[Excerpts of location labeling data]

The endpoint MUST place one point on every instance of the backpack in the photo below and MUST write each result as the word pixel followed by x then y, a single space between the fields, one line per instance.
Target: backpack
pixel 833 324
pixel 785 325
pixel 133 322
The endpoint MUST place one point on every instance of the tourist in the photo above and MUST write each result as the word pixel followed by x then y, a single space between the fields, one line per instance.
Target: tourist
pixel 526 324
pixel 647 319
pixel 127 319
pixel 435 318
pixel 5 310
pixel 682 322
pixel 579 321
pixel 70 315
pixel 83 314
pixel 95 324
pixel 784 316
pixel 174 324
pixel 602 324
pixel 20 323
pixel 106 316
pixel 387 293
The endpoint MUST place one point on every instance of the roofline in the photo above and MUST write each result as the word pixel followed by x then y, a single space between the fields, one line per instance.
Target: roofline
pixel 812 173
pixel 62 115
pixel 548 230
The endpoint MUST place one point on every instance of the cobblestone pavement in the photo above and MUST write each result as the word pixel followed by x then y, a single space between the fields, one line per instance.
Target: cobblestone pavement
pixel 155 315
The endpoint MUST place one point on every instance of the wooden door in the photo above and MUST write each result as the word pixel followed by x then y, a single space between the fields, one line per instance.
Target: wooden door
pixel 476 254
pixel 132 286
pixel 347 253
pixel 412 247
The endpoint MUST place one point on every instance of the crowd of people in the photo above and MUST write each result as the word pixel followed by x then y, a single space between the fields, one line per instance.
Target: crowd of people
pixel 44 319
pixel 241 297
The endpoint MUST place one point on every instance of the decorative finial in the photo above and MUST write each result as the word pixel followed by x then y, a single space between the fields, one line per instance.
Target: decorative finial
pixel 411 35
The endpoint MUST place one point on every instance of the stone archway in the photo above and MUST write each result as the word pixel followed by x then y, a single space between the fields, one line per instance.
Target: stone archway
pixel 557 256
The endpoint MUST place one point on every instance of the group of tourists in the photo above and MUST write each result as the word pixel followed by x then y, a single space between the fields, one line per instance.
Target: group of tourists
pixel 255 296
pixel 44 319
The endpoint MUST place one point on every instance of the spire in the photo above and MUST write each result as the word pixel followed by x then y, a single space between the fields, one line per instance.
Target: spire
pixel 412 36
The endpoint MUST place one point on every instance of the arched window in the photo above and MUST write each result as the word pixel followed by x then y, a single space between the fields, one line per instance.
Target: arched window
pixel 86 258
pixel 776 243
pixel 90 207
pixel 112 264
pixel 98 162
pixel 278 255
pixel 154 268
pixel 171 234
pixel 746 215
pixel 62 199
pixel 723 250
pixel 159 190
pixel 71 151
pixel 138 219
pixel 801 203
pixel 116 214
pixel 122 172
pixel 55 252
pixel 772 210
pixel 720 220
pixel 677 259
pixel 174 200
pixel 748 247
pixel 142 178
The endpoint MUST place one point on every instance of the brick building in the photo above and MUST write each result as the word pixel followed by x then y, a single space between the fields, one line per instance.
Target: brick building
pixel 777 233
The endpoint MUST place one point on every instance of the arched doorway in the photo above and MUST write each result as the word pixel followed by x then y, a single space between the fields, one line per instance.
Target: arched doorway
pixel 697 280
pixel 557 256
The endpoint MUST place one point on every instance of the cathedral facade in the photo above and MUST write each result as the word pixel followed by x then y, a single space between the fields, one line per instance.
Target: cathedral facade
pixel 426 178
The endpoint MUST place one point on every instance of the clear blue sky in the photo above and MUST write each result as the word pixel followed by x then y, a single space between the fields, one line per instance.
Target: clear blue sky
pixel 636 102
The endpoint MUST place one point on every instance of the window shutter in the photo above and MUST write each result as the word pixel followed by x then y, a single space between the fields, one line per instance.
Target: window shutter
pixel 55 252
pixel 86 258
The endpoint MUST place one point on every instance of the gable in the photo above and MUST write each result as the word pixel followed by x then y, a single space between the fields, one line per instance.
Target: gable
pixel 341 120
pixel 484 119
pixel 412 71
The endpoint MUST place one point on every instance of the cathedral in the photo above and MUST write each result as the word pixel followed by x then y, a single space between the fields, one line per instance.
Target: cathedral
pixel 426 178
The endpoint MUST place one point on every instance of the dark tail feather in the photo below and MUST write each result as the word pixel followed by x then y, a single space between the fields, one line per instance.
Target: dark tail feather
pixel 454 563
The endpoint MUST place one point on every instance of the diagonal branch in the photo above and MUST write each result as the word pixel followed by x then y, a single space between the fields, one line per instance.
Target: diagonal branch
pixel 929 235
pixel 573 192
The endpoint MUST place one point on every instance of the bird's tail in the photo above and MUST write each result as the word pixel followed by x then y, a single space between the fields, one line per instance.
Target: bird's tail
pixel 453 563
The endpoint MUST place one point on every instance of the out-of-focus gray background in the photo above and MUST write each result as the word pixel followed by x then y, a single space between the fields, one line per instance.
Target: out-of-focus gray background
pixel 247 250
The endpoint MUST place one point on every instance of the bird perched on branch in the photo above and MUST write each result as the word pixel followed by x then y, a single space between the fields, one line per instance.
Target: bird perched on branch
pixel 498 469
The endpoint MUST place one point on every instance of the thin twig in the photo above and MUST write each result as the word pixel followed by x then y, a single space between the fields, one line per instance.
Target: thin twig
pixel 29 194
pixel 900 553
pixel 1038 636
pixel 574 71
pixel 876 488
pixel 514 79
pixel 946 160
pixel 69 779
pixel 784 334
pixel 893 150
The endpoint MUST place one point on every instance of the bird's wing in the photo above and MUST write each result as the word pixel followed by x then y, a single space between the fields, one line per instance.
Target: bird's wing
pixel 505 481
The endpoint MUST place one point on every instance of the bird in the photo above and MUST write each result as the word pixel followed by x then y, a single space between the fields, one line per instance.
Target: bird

=== Required task ===
Rewrite as a JSON list of strings everything from the first line above down to and including the line containing "pixel 133 322", one string per line and no blank lines.

=== Answer to the problem ===
[
  "The endpoint MUST place one point on every instance of the backpack in the photo below and MUST write each result as the word pixel followed by x then y, a single space between the fields, one line per instance.",
  "Target: backpack",
  "pixel 833 324",
  "pixel 785 325",
  "pixel 133 322"
]